Top of EXERCISE TEXT
There is no way no how I could have looped a whole basket of balls using the old (incorrect) stroke with my right shoulder driving the ball forward hard, and maintaining tension on the arm. I guess with my over-big old stroke I would have lasted about 10 balls max. The only one way I could have looped a whole basket of balls, 67 in this video, is with a completely relaxed arm.
Video #3 is to do with the backhand stroke. This is the reverse penhold stroke I've been trying to develop in Shenzhen and Los Angeles. My reverse backhand is far from solid, the arm wobbles a bit too much, but progress here is easier than with my forehand loop. The reason of course is that the reverse penhold backhand is relatively new to me and plastic. By contrast, I've been forehand looping for a lot longer: thus, the way of thinking about how to generate spin and power and long-ingrained muscle memory are all harder to overcome.
Video #4 introduces me to the 敲門 (rap on door) technique for the reverse penhold block. I've always found the reverse block to be less reliable than my old traditional (one-sided) penhold block. And under time pressure, I often revert back to old ways. This video show the reverse penhold block could be a superior weapon. I hope to be able to incorporate this into my subconscious memory as soon as possible.
Set Piece Drills
The previous four videos are all about drills for a single stroke. I believe I'm reasonably competent at the single drill level. However, there are levels above that with drills before we can even contemplate competition play. Unfortunately, rather disappointingly, I start to fall apart and lose stroke discipline at these next levels.
For example, strokes that are very high percentage for me at the single stroke level suddenly become rather 50-50 or iffy. I need to do a lot more work at these levels.
Another disappointing characteristic is that once I feel a bit pressured, maybe ball is faster or lands a bit deeper and closer to my body than I'm comfortable with, I tend to revert back to older strokes. For example, my backswing becomes large again, or I use the shoulder and upper arm to generate power, or my followthrough has wobbled to one side instead of straight ahead. (With coach Liu Chang, as I'll describe in a later post, set pieces are introduced bit by bit with lots of feedback on how to maintain form.)
Video #5 illustrates set piece play. This is where there is a sequence of known shots. For example, the coach may serve short, you agree in advance to push the ball back short. And then the coach will push the ball deep to the backhand side. And you agree to attack that deep push.
Set piece play is more difficult to execute without losing stroke discipline due to the need to adjust and move between the strokes. With movement in and out of the table, balance and weight on the feet undergo large changes, plus timing changes and that all can throw your shot off. Solid percentages can plummet.
Bottom of EXERCISE TEXT
▶ [YOUR GOAL]: According to the table tennis training text, how many balls did the whole basket looped in the video contain?
Top of RECORDS SHOWN
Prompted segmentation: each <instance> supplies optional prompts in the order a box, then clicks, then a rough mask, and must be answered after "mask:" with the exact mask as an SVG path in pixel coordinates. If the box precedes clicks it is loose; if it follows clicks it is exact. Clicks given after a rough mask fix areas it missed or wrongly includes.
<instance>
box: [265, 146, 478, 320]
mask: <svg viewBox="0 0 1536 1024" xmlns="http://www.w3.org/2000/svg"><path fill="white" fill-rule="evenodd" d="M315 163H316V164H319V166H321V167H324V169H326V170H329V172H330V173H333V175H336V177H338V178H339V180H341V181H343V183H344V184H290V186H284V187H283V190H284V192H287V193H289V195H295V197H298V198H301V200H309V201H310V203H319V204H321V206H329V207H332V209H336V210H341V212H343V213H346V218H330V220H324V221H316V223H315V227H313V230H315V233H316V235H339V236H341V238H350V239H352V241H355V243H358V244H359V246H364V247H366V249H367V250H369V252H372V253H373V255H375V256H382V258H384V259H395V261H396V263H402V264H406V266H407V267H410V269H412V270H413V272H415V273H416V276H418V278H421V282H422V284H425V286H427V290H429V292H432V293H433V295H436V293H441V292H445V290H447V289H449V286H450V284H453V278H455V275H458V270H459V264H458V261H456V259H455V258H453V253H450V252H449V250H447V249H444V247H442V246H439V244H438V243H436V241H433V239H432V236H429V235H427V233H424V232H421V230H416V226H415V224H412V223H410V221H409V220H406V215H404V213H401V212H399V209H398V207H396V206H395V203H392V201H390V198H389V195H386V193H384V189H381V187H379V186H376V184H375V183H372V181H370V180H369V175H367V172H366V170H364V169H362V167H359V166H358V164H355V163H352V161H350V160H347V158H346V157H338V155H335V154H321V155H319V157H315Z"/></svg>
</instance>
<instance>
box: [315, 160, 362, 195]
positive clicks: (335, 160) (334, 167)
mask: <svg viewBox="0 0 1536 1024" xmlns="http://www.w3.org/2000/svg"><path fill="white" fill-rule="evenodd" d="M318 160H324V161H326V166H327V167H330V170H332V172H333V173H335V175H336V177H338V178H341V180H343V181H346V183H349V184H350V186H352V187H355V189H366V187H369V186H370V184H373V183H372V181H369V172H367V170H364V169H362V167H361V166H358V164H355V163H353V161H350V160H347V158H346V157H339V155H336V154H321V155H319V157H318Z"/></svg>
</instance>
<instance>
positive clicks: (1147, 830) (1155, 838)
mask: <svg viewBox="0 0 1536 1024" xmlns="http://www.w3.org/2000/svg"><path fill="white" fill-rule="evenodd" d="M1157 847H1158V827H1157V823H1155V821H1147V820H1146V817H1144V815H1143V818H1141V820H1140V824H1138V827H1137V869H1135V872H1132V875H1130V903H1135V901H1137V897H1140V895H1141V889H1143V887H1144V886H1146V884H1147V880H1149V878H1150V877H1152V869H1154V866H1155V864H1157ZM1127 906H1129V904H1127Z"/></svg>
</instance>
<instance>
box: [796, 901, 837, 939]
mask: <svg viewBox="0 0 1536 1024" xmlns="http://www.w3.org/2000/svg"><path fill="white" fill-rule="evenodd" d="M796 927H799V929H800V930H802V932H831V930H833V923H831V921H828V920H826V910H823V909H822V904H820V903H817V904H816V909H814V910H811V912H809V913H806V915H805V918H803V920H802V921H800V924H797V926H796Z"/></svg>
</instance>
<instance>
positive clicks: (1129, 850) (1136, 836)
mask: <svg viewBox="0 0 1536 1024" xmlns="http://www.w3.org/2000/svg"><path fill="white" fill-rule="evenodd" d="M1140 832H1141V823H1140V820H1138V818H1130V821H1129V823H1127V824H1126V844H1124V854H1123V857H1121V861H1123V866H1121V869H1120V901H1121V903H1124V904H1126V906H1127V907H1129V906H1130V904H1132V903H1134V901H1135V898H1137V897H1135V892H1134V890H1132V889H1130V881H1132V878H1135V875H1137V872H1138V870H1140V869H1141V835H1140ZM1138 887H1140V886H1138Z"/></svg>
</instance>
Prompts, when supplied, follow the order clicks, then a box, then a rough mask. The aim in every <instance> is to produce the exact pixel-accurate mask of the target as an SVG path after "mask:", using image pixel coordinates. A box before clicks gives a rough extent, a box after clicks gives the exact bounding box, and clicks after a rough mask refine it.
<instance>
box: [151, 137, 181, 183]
Bottom of RECORDS SHOWN
▶ [REPLY]: 67 balls.